(Dataset rows on where objects appear)

========

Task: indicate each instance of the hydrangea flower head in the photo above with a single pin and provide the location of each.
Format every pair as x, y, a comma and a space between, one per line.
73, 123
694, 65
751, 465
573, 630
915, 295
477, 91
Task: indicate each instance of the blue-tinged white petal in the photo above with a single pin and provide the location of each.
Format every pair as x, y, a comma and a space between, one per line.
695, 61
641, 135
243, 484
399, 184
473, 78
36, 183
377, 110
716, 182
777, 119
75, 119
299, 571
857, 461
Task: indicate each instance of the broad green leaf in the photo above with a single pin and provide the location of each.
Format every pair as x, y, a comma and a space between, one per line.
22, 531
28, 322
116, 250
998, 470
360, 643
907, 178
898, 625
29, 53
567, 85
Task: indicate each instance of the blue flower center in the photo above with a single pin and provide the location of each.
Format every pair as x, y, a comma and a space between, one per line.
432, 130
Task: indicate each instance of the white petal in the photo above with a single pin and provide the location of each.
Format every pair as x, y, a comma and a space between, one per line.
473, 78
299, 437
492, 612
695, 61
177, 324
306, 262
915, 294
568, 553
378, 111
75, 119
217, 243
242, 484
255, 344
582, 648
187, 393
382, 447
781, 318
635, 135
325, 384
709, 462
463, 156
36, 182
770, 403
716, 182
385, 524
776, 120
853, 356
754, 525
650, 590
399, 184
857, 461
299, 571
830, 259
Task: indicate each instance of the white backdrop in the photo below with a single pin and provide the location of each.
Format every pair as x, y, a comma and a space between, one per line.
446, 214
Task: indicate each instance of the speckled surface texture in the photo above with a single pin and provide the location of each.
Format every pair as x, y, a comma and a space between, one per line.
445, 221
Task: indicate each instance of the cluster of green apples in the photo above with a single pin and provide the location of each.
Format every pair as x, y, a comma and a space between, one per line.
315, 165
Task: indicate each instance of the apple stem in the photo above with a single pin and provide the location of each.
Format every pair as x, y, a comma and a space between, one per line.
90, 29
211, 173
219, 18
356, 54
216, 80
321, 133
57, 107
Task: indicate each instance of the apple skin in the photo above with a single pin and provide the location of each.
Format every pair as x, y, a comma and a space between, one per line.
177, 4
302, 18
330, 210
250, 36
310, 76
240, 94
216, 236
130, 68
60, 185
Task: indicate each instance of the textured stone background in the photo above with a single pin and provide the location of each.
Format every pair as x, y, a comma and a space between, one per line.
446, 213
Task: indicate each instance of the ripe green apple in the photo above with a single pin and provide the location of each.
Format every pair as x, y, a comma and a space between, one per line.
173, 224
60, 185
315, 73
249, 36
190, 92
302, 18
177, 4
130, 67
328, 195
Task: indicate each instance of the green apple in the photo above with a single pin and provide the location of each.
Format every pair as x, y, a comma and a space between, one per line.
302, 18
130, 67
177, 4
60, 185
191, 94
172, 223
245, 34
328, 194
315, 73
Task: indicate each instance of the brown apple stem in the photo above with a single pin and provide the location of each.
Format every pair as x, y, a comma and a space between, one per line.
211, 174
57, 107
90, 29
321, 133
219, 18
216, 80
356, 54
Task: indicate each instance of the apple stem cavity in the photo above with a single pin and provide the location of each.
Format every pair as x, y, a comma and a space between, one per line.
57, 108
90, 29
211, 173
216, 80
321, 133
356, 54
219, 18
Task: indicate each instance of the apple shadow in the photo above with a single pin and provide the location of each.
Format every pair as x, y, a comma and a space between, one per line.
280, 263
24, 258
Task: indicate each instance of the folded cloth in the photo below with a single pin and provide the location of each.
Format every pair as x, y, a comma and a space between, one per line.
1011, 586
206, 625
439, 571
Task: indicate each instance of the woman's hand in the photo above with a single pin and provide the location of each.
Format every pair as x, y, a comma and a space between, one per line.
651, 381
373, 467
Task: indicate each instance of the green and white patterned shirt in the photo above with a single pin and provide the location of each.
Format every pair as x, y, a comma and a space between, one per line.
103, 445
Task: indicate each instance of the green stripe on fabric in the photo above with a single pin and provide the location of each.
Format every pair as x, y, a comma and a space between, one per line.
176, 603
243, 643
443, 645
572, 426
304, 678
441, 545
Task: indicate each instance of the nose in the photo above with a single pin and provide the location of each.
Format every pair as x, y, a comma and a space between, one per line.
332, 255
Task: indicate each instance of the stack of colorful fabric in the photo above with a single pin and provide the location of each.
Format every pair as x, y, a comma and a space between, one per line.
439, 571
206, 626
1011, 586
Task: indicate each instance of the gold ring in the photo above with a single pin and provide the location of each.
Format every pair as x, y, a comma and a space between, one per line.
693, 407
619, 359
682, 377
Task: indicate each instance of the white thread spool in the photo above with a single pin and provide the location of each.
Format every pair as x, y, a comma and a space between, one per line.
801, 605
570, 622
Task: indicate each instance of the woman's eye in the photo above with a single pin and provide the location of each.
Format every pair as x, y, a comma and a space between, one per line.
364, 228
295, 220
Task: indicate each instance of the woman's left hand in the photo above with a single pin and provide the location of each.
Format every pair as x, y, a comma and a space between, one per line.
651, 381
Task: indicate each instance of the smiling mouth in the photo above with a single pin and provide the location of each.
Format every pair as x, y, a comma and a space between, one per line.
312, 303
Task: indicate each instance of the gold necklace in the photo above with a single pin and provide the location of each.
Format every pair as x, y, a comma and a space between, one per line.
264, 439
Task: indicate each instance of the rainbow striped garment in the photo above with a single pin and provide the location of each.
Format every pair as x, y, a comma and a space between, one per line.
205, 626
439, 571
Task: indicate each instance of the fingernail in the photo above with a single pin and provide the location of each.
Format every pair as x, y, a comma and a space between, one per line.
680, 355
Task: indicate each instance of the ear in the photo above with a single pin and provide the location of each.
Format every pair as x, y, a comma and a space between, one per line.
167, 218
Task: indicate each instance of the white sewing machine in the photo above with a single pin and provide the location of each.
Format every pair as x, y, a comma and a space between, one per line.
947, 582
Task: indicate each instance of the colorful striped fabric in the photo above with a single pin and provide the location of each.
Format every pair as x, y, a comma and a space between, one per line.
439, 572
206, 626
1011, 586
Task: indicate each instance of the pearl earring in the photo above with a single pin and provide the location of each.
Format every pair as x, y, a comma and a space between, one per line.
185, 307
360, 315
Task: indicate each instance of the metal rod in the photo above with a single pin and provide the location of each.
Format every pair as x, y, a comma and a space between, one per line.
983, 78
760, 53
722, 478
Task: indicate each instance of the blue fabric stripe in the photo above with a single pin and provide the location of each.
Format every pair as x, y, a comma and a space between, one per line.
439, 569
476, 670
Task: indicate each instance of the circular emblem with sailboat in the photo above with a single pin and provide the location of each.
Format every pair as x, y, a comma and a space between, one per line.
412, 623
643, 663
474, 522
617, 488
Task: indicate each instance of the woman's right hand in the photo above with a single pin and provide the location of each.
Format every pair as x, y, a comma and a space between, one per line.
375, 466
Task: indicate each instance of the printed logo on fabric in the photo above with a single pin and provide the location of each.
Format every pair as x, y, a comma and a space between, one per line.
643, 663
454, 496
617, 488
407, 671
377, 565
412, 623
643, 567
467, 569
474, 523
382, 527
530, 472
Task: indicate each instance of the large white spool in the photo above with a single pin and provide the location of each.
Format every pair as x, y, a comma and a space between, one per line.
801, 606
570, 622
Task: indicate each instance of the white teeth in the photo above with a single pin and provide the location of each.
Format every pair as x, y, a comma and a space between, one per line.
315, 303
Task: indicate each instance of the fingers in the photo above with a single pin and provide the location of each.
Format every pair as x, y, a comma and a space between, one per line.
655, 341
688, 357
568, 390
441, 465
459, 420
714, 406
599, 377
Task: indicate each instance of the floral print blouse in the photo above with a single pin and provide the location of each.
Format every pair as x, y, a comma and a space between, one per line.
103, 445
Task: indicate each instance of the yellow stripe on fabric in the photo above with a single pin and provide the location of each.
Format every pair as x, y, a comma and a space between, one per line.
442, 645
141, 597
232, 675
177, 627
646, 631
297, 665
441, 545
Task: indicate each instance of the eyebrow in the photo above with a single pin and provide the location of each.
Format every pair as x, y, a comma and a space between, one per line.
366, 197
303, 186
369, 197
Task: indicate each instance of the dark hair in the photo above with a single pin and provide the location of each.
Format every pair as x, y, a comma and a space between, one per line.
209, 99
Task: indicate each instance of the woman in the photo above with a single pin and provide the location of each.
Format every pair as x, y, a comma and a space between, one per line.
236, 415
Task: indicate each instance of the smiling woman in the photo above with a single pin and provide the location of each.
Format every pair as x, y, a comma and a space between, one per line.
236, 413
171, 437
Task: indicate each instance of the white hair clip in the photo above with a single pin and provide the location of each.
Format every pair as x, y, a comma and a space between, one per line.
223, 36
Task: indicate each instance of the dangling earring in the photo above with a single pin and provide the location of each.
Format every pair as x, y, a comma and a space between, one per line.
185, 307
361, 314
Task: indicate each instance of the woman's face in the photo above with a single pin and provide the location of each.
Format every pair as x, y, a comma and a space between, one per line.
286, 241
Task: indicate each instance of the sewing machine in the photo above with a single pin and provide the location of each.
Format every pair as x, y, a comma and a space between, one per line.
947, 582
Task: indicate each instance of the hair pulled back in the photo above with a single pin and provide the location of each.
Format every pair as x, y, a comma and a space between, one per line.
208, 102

========

Lay out the lines of the records above as a JSON list of strings, one string per line and no blank lines. Start with the line containing "Task: indicate each instance of the white hair" and go through the last line of the records.

— Written solution —
[
  "Task: indicate each instance of the white hair clip in the photo above with a single pin and provide the location of each.",
  "Format every pair as x, y, a comma and a space between, one per line.",
  "223, 36",
  "Task: indicate each instance of the dangling earring in the photo above with a single pin and provide the location of each.",
  "Format every pair as x, y, a comma and a space between, one per line.",
  "185, 307",
  "361, 314",
  "Task: indicate each instance of the woman's face in the photo above with a single pin and provide the location of each.",
  "Format every pair as x, y, a comma and a space between, one per line.",
  "286, 241",
  "Task: indicate each instance of the sewing machine in the photo above with a single pin and provide the location of each.",
  "Format every pair as x, y, a comma and a space between, one per line.",
  "947, 582",
  "Task: indicate each instance of the hair pulled back in the photo above with a single pin and provide the location of each.",
  "Format every pair as x, y, a comma and a space between, one per line.",
  "208, 102"
]